Task brief: Rewrite the lines of the listing from the line with "I need to verify: does the image contain any spiral wire" through the line with "[4,335,272,591]", both included, keeping the requests and scaling every bounding-box coordinate in the answers by 1.45. Round each result to a whole number, with halves rounding up.

Given records:
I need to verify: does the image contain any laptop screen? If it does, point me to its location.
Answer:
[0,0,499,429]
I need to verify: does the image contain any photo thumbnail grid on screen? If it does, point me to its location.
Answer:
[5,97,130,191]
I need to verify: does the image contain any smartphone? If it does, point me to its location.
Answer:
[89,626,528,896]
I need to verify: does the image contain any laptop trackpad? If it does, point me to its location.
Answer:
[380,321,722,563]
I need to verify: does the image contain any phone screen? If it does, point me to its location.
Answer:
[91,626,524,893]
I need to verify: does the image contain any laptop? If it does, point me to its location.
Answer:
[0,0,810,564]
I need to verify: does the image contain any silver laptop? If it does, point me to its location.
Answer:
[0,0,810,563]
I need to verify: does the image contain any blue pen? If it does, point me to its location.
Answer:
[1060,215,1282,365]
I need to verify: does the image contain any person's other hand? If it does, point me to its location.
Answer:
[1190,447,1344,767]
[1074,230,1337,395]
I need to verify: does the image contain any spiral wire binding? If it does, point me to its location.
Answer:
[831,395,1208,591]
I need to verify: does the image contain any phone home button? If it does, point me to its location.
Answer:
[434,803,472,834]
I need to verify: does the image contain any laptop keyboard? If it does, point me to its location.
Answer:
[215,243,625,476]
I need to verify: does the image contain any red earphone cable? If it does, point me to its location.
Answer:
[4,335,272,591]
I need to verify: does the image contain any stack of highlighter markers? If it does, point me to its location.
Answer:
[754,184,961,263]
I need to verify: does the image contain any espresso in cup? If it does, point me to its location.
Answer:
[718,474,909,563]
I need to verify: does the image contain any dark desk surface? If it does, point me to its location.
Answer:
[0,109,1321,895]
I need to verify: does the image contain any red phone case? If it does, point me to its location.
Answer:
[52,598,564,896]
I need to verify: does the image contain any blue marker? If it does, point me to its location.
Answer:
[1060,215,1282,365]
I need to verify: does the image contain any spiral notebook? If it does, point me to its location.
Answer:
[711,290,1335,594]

Written answer:
I need to verify: does the image contain any spiral wire binding? If it does, point me to its location.
Answer:
[1205,573,1752,857]
I need to verify: does the image contain any phone home button? If it does, point me to its location.
Answer:
[629,1164,684,1209]
I need to verify: does the image contain any laptop keyboard? If it does, point me to its location.
Answer:
[312,352,906,690]
I need to verify: does the image contain any red earphone cable? If it does, point me to its location.
Answer:
[6,486,394,857]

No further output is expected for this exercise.